Zitierter Textauszug:
%%
Auch bei der zielgerichteten Beobachtung des Systemverhaltens mittels Trace sowie der anschließenden Auswertung und Analyse sind die Fähigkeiten des Debuggers gefragt. Für die Erstellung von Trace-Aufgaben stellt die UDE beispielsweise ein grafisches Werkzeug zur Verfügung, mit dem sich selbst komplexe Cross-Trigger recht einfach konfigurieren lassen. Das Ganze funktioniert für verschiedene On-Chip Trace-Systeme, ohne dass sich der Anwender um die technischen Details kümmern muss. Verschiedene Ansichten, die beispielsweise die parallele Ausführung von Code auf mehreren Kernen visualisieren, erleichtern die Trace-Auswertung. Falls gewünscht oder benötigt, lassen sich mit Hilfe des Debuggers auch Profiling-Informationen gewinnen oder Code-Coverages bestimmen. Diese beiden Optionen sind jedoch nicht Multicore-spezifisch, sondern vielmehr für die Systemanalyse und -optimierung von allgemeinem Nutzen.
%%
Arbeitsaufträge:
A. Welches Werkzeug stellt die UDE laut dem Textauszug über die Trace-Analyse für die Erstellung von Trace-Aufgaben zur Verfügung?
B. Setzen Sie den Textauszug über die Trace-Analyse mit dem Debugger im Anschluss an seinen letzten Satz fort.

Gegebene Daten:
%%
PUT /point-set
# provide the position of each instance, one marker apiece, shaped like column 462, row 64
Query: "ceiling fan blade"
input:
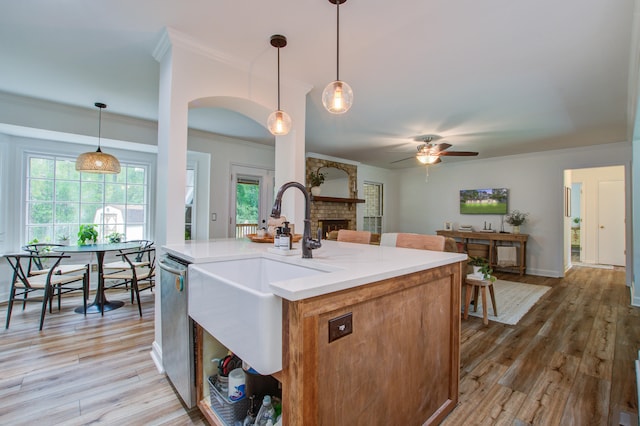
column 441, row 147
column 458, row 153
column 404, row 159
%%
%%
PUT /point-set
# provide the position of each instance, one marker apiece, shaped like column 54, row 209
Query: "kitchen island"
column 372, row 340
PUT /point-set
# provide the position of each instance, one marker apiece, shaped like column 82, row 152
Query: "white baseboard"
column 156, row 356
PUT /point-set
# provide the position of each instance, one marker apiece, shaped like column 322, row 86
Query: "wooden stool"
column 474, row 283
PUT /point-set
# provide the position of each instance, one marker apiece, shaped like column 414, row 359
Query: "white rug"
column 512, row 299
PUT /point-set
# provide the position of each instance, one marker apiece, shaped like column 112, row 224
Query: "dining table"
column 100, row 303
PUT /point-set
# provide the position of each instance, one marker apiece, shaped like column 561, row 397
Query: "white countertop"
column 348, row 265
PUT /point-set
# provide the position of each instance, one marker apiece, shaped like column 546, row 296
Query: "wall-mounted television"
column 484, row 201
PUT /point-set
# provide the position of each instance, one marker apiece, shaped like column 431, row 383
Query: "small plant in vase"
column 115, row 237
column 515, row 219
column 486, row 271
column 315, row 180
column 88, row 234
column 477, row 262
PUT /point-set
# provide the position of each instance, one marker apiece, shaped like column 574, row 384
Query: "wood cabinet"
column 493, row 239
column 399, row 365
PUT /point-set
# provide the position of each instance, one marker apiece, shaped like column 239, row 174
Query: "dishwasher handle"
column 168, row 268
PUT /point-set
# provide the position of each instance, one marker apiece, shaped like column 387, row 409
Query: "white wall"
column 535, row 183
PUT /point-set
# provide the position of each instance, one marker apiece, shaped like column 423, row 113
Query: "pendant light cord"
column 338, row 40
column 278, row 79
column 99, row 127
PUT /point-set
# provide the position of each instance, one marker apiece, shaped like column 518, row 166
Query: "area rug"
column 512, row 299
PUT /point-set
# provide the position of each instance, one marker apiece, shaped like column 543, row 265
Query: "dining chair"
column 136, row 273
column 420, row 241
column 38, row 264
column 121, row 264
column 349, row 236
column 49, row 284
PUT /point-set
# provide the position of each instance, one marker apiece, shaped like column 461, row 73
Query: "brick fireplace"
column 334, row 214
%%
%%
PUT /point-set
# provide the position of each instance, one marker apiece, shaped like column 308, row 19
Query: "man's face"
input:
%%
Lösungen je Aufgabe:
A. Ein grafisches Werkzeug, mit dem sich selbst komplexe Cross-Trigger recht einfach konfigurieren lassen.

B.
Fazit

Ohne die Unterstützung durch geeignete Hardware auf dem Chip wäre das Multicore-Debugging für tief eingebettete Systeme nur sehr mühsam zu bewerkstelligen. Auch ein moderner Debugger stößt unweigerlich an seine Grenzen, wenn es um synchrones Anhalten und Starten von mehreren Kernen geht. Wirklich synchrones Run-Control wird überhaupt erst durch geeignete On-Chip Debug-Hardware mit konfigurierbaren Cross-Triggern möglich. Ähnliches gilt für die umfassende Systemanalyse von Multicore-Applikationen. Ohne On-Chip-Trace sind auch hier die Grenzen des Machbaren schon schnell erreicht. Zwar folgen die Chiphersteller keinem einheitlichen Standard, wenn es um On-Chip-Debugging geht, jedoch kommen moderne Debugger durchaus gut damit zurecht. Und moderne Debugger wie die UDE erlauben dem Entwickler eine einfache Nutzung der Funktionen, so dass er sich nur selten mit den Chip-spezifischen Besonderheiten beschäftigen muss.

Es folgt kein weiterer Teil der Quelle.